Task set:
1. From the forum thread on hardest strikers, transcribe the passage from "## ControlledChaos (Mar" up to and including "(Jul 18, 2007)".
2. Answer these questions from the forum thread on hardest strikers:
(a) Whom did ControlledChaos hear Rampage call the hardest puncher he ever sparred with?
(b) Which boxer does Jord -Jitsu name as number one for punching power?
(c) Whose knockout of Francisco Bueno does Guy call the most beautiful he has ever seen?
3. Translate this sentence from the forum thread on hardest strikers into Spanish: "He's been saying that Randleman was the hardest hitter he's ever faced for a while now."

# Hardest Striker



## ControlledChaos (Mar 18, 2007)

I once heard Rampage say that james irvin was the hardest puncher he ever sparred with. Have any of you heard similar stories of guys "big names or not" having incredible power in their kicks/punches? :confused02: Apponents or sparring partners included


----------



## MLS (Jul 18, 2007)

Manhoef


----------



## Damone (Oct 1, 2006)

Him whomping Ruiz=Mega boner.

Tua don't need no stinkin' kicks. Kicks are for ****.


----------



## Jord -Jitsu (Nov 3, 2008)

Tua is badman but if your gonna bring up boxers you may aswell have brought up tyson. He is numero uno when it comes to punchin power


----------



## TheNegation (Jun 11, 2007)

I heard Page say Randleman was the hardest hitter he ever faced.


----------



## Lotus (Jul 4, 2007)

page pretty much says that for anyone he fights, he especially thinks henderson is the hardest hitter, or is it wandy... no its irvin... no randleman... no i think he said eastman too lol


----------



## Damone (Oct 1, 2006)

Lotus said:


> page pretty much says that for anyone he fights, he especially thinks henderson is the hardest hitter, or is it wandy... no its irvin... no randleman... no i think he said eastman too lol


He's been saying that Randleman was the hardest hitter he's ever faced for a while now.


----------



## Guy (Feb 17, 2008)

Manhoef has cynder blocks for hands. 

Also, Vovchanchyn had great power in his punches too. His knockout of Francisco Bueno is the most beautiful knockout I've ever seen.


----------



## Meshuggeth (May 26, 2008)

Guy said:


> Manhoef has cynder blocks for hands.
> 
> Also, Vovchanchyn had great power in his punches too. His knockout of Francisco Bueno is the most beautiful knockout I've ever seen.


This.


----------



## ThaFranchise (Dec 24, 2007)

TheNegation said:


> I heard Page say Randleman was the hardest hitter he ever faced.


This

I'd say Randleman aswell as Page are 2 of the top dogs in mma anyway.


----------



## Wise (Oct 8, 2006)

All the guys at Greg Jackson's who have sparred with Leonard Garcia say dude hits like a HW. For a FW thats a pretty huge statement. Plus the fact that dude has been knocking out fools who I consider to have amazing chins left and right lately.


----------



## Chileandude (Jan 17, 2008)

P4P Manhoef, he ******* KOed a HW with an epic chin.


----------



## Vikingpride (Jan 20, 2008)

Wise said:


> All the guys at Greg Jackson's who have sparred with Leonard Garcia say dude hits like a HW. For a FW thats a pretty huge statement. Plus the fact that dude has been knocking out fools who I consider to have amazing chins left and right lately.



Yeah Garcia throws straight up bombs for a 145'er. Those last few punches he threw to get the stoppage against jens were crazy.

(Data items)
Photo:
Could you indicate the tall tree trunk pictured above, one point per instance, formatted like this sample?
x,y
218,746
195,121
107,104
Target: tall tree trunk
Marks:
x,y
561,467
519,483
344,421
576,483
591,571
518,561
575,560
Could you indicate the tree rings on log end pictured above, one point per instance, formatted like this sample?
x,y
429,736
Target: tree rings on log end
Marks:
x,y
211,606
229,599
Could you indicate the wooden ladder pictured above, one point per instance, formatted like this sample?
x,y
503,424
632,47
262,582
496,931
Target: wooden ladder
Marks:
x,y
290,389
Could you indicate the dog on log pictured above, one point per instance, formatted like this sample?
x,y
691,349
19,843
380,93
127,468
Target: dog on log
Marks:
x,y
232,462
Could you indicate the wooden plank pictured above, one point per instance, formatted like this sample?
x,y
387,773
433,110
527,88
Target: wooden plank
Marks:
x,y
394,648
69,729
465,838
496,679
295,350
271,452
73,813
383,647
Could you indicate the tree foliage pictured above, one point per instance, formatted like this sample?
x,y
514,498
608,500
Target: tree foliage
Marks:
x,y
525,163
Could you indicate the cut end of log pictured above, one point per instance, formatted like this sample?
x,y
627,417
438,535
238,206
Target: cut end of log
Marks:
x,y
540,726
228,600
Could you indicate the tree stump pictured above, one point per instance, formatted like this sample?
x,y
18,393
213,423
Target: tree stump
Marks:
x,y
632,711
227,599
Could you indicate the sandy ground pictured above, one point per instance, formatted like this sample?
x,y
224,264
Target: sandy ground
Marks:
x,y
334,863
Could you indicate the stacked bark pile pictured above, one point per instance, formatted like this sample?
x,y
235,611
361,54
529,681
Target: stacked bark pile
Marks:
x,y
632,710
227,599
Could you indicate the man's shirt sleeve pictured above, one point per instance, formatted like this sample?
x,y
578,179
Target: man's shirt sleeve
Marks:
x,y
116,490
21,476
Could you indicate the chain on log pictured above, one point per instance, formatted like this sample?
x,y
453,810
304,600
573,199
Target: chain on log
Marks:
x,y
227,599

Exercise responses:
1.
## ControlledChaos (Mar 18, 2007)

I once heard Rampage say that james irvin was the hardest puncher he ever sparred with. Have any of you heard similar stories of guys "big names or not" having incredible power in their kicks/punches? :confused02: Apponents or sparring partners included


----------



## MLS (Jul 18, 2007)

2.
(a) James Irvin
(b) Tyson
(c) Vovchanchyn's

3. Desde hace tiempo viene diciendo que Randleman fue el que más fuerte golpeaba de todos los rivales a los que se ha enfrentado.